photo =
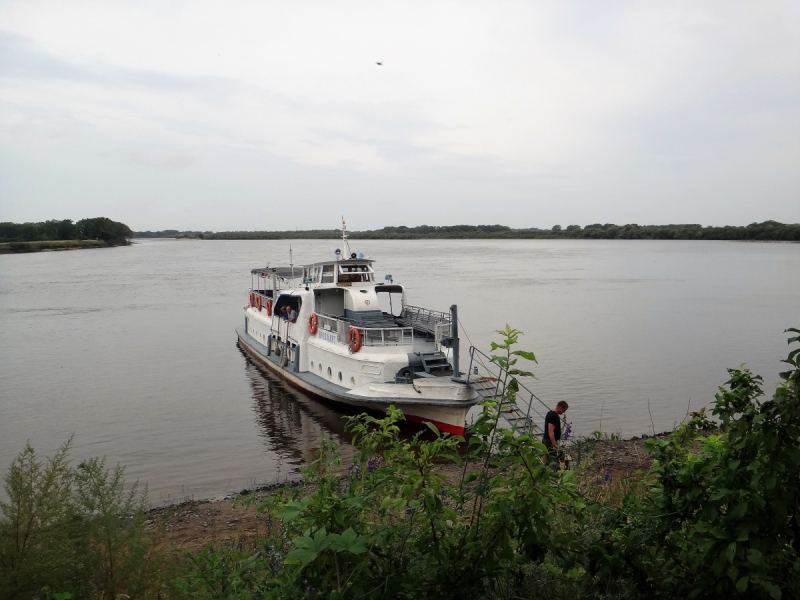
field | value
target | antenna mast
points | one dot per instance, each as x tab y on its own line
344	239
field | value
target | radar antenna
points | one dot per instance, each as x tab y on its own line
347	254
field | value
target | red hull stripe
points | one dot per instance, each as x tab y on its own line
446	427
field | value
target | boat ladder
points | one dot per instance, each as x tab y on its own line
486	377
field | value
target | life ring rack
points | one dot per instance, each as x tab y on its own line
354	340
312	324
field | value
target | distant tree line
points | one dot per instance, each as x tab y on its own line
766	231
111	232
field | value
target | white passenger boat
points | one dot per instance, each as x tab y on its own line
357	341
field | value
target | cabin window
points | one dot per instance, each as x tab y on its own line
327	274
287	300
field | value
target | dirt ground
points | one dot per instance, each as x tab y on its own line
191	525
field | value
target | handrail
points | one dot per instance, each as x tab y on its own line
370	336
500	377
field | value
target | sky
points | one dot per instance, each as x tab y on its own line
274	115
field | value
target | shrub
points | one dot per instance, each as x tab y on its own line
75	532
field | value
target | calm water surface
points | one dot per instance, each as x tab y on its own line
133	349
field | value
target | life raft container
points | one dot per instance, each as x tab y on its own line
312	324
354	340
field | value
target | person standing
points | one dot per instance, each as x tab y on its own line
552	430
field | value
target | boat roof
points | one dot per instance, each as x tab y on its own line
346	261
279	271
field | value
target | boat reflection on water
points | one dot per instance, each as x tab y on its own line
291	422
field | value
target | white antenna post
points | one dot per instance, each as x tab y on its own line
344	239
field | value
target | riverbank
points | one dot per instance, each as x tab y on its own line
192	524
50	246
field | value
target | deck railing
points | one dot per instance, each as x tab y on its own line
336	330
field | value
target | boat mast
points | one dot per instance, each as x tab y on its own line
344	239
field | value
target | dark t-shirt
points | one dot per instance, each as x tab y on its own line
552	418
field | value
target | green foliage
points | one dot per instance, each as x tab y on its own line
74	533
37	524
110	232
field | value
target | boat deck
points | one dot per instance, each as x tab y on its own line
321	386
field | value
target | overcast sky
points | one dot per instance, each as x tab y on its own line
275	115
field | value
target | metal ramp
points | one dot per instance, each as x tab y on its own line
486	378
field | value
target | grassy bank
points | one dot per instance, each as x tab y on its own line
44	246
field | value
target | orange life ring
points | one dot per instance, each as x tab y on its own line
354	340
312	323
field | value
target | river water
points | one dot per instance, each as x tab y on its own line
133	349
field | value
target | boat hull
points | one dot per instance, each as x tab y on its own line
430	404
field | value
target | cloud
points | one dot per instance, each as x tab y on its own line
21	60
512	112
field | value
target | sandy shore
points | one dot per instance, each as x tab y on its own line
191	525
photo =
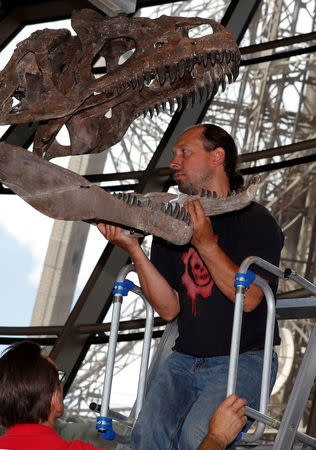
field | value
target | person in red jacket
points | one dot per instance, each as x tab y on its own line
31	400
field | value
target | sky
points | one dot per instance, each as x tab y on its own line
25	233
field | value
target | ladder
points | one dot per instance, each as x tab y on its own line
287	428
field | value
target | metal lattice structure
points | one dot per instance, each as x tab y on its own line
270	112
258	112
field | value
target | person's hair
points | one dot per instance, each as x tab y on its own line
27	383
214	136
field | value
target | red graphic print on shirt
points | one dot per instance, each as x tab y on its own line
196	277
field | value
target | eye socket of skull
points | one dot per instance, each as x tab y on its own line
199	31
112	55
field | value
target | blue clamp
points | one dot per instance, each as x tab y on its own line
248	278
238	437
123	288
104	426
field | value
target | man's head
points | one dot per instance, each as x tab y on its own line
205	156
29	389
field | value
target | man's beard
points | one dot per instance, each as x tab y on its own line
187	188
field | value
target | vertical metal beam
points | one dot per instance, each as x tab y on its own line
70	349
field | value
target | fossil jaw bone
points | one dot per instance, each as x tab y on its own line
62	194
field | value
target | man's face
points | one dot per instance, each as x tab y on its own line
191	163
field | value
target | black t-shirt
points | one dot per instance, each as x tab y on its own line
206	316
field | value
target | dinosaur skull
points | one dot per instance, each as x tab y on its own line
148	63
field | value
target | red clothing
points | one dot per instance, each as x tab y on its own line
38	437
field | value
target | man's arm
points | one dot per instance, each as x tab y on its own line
225	424
220	266
156	289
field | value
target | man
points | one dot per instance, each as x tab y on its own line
31	400
195	283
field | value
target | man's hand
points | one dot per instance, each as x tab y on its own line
203	231
117	236
225	424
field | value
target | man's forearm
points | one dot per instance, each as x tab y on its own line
156	289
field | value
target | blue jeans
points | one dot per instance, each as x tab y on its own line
185	393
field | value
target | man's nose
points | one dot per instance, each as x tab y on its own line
175	163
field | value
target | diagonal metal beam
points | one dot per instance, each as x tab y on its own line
92	305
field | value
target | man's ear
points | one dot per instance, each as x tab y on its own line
57	402
218	156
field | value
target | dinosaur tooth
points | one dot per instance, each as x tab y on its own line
187	218
182	213
201	90
161	75
220	56
148	78
176	210
140	80
185	101
189	64
171	104
129	198
181	68
193	95
208	90
172	71
169	209
179	101
158	109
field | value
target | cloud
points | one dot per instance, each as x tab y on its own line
29	228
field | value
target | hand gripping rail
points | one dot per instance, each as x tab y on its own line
104	421
243	280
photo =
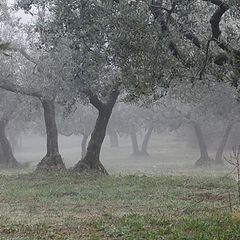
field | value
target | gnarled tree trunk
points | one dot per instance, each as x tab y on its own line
91	161
52	160
84	145
204	158
219	154
134	141
113	137
146	139
7	160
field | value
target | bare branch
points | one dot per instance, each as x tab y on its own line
19	89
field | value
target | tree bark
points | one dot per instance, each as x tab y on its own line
135	147
91	161
146	139
113	137
52	160
219	154
7	160
84	145
204	158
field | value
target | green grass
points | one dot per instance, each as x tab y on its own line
66	206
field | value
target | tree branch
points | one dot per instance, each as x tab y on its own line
93	98
18	89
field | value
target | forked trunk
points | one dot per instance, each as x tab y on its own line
91	161
113	137
52	160
84	145
219	154
7	160
146	139
135	148
204	158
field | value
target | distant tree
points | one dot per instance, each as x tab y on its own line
78	122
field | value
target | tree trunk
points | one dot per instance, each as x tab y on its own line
7	160
113	137
91	161
146	139
84	145
135	147
219	154
204	158
52	160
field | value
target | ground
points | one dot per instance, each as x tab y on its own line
67	206
164	197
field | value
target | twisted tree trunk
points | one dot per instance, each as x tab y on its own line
204	158
113	137
219	154
7	160
146	139
91	161
84	145
135	148
52	160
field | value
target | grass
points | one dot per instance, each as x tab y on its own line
66	206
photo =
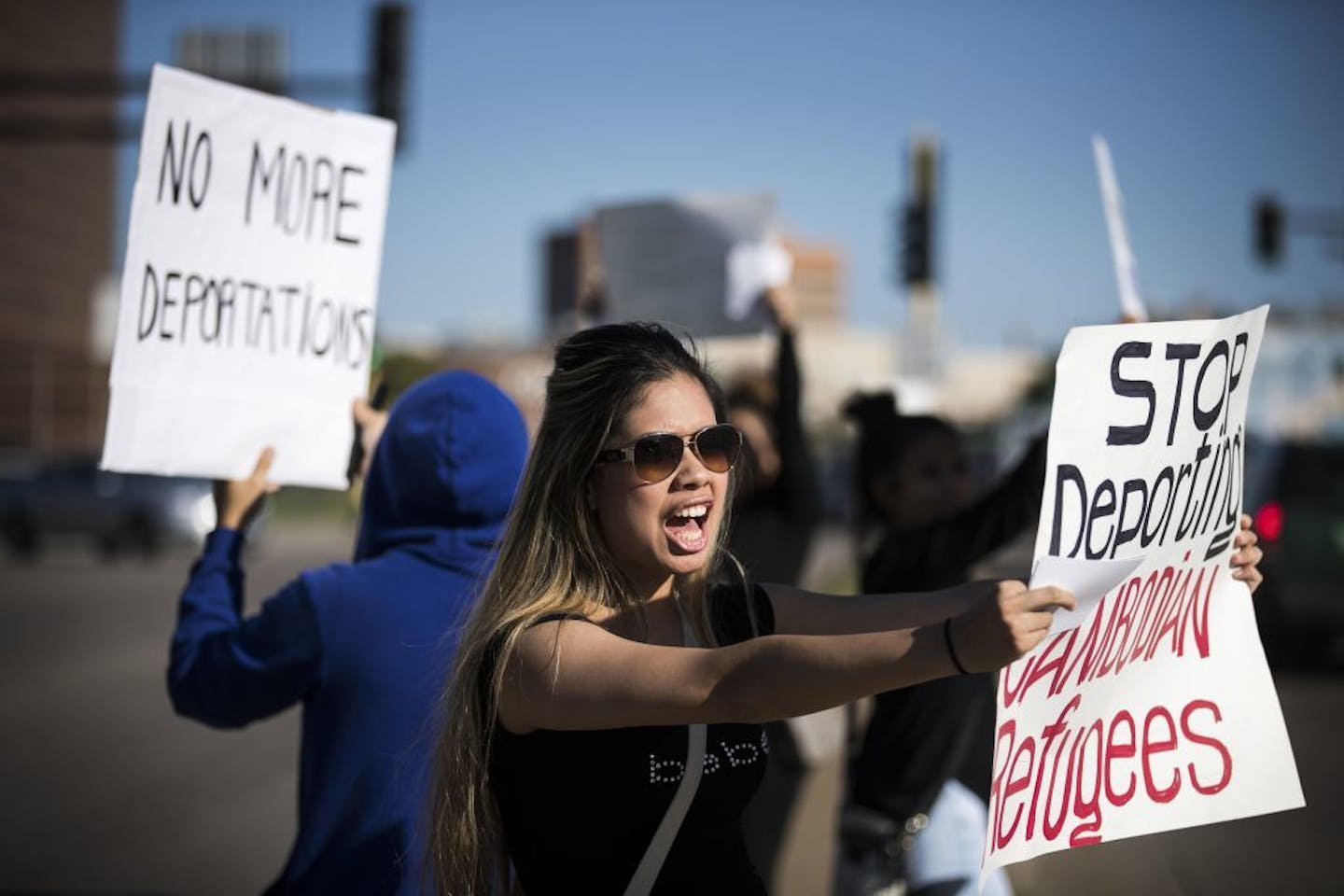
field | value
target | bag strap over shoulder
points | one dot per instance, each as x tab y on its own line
662	844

_GIVEN EXERCISE_: Copy out each line exactly, without the pictures.

_ANSWER IN FULL_:
photo =
field | value
target | antenna mast
points | one dot per instance, each as x tab y on its own line
344	239
field | value
target | radar antenna
points | one dot per instance, each as x tab y on its own line
347	254
field | value
target | red hull stripe
points | one dot per instance, each as x tab y on its own line
446	427
field | value
target | boat ladder
points | one dot per instance, each as x tab y on its own line
486	377
field | value
target | life ring rack
points | one dot per instance, each as x tab y on its own line
354	340
312	324
field | value
target | distant tree line
points | one dot per instance, each as x tab y on its own line
766	231
111	232
field | value
target | white passenger boat
points | one dot per instance, each as x tab y on its own line
357	341
field | value
target | cabin window
points | one dot per instance, each as x tab y on its own line
327	274
287	300
field | value
target | dirt ground
points | one dot per instance, each as x tab y on its own line
191	525
field | value
target | handrail
points | one dot per instance, each as x tab y on its own line
370	336
500	377
field | value
target | sky
points | one dot per instance, each as x tab y on its own line
274	115
field | value
target | shrub
points | one dot per instance, each as x tab y on its own line
75	532
field | value
target | calm water surface
points | one dot per instance, each as x tab y on its own line
133	349
field | value
target | life raft container
points | one dot per instance, each as x tab y on its own line
312	324
354	340
field | value
target | person standing
points | one dot per instance, each as x tab y on its own line
552	430
field | value
target | boat roof
points | one dot per instance, each as x tab y on its own line
346	261
279	271
field | value
target | boat reflection on water
points | one dot per instance, each as x tab y on its own line
291	422
field | value
target | white antenna post
points | one dot per instance, each as x tab y on its own line
344	239
field | value
target | riverbank
points | one dot per instance, each as x tab y on its own line
192	524
50	246
field | value
target | deck railing
points | one dot per instance, each as x tab y on its own line
336	330
field | value
target | boat mast
points | one dot per instance, each as x tab y on its own line
344	239
field | value
target | dark t-shirt
points | one dot per instance, each as x tab y on its own line
552	418
field | value
target | green foliage
points | one dot per instance, each as x tab y on its own line
74	533
37	524
110	232
field | value
target | boat deck
points | one dot per instance, each as x tab y on its own line
321	386
field | value
target | overcast sky
points | one dot per instance, each as x tab y on its own line
275	115
field | value
target | metal ramp
points | one dot per instance, each as x tab y on its own line
486	378
field | value
target | grassy bank
points | one dot per instance, each as x tab y on its own line
44	246
field | value
target | orange life ring
points | one dot per instance, each as x tab y on its own line
354	340
312	323
field | value
target | river water
points | one dot per instance, each as x tab y on its own line
133	349
field | value
target | boat hull
points | one dot per instance, each as x tab y on its own line
430	404
field | value
target | cloud
points | one dot per instance, each as x tab y on its own line
21	60
512	112
field | value
target | sandy shore
points | one dot per instance, each as x tab y on its own line
191	525
photo =
field | value
target | person in red jacket
points | one dot per instance, each as x tab y on its own line
31	400
field | value
target | sky
points | one dot per instance, each as x tab y on its own line
25	233
field | value
target | ladder
points | one dot per instance, each as x tab y on its own line
287	428
field | value
target | metal lattice structure
points | one dot per instance, each as x tab y on its own line
270	112
258	112
field | value
target | person's hair
points | one dot per instance, each as x tab y on its own line
27	383
214	136
field | value
target | red graphic print on shirt
points | one dot per instance, each as x tab y on its own line
196	277
field | value
target | eye socket of skull
points | one dot per instance, each as x tab y on its own line
199	31
112	55
field | value
target | blue clamp
points | one dot per instance, each as x tab y on its own line
248	278
238	437
123	288
104	426
field | value
target | man's head
points | one dot per instance, each as x tab y on its own line
205	156
29	389
field | value
target | man's beard
points | one dot per instance, each as x tab y on its own line
187	188
field | value
target | vertical metal beam
points | one dot per instance, each as x tab y on its own line
70	349
field | value
target | fossil jaw bone
points | one dot per instance, each as x tab y on its own line
62	194
field | value
target | man's face
points | one dot per instance, each as x tab y on its own line
191	163
field | value
target | black t-shirt
points | one dot per instance, each as x tab y on its own line
206	316
field | value
target | dinosaur skull
points | one dot per instance, each as x tab y on its own line
148	63
field | value
target | red clothing
points | one dot per instance, each as x tab y on its own line
38	437
field | value
target | man's arm
points | one dot per instance, each as x tab y on its own line
225	424
220	266
156	289
field | value
target | man
points | one dot per instance, each as x tab y on its own line
31	400
195	283
field | value
target | man's hand
points | one dot per instance, each as x tab y on its own line
203	231
117	236
225	424
field | value
target | man's forearm
points | one dot per instance, each as x tab y on its own line
156	289
field | value
target | blue jeans
points | one dot per instance, each as x tab y on its own line
185	393
field | value
target | man's nose
points | one dot per instance, each as x tab y on its own line
175	163
field | value
target | diagonal metal beam
points | one dot per instance, each as x tab y on its own line
92	305
field | value
target | man's ear
points | one dot per instance, each as x tab y on its own line
57	402
218	156
field | value
target | dinosaur tooth
points | one dot per instance, each as x tab y on its own line
187	218
182	213
201	90
161	75
220	56
148	78
176	210
140	80
185	101
189	64
171	104
129	198
181	68
193	95
208	90
172	71
169	209
179	101
158	109
field | value
target | cloud
points | one dot per instance, each as x tab y on its own line
29	228
field | value
target | hand gripping rail
points | one dot per instance, each as x tab y on its own line
104	421
243	280
photo =
field | value
target | gnarled tree trunk
points | one dot per instance, each as x tab y on its own line
91	161
52	160
84	145
204	158
219	154
134	141
113	137
146	139
7	160
field | value
target | bare branch
points | one dot per instance, each as x tab y on its own line
19	89
field | value
target | tree bark
points | one dot per instance, each as x tab y on its own line
135	147
91	161
146	139
113	137
52	160
219	154
7	160
84	145
204	158
field | value
target | green grass
points | one dot per instance, each as x tab y on its own line
66	206
field | value
target | tree branch
points | one dot per instance, each as x tab y on its own line
93	98
18	89
field | value
target | forked trunk
points | one dot per instance, each as x tab y on its own line
91	161
113	137
52	160
84	145
219	154
7	160
146	139
135	148
204	158
field | value
target | distant tree
points | one dot per instance, each as x tab y on its own line
78	122
field | value
target | tree trunk
points | one dot per instance, each as x tab y on its own line
7	160
113	137
91	161
146	139
84	145
135	147
219	154
204	158
52	160
field | value
target | ground
points | one dot per instance, each as x tab y on its own line
67	206
164	197
field | value
target | twisted tree trunk
points | one dot per instance, each as x tab y on its own line
204	158
113	137
219	154
7	160
146	139
91	161
84	145
135	148
52	160
field | value
target | grass
points | one dot per instance, each as x tab y on its own line
66	206
photo =
field | value
target | bag strap over shoulder
points | one dot per instance, each as x tab y on its own line
662	844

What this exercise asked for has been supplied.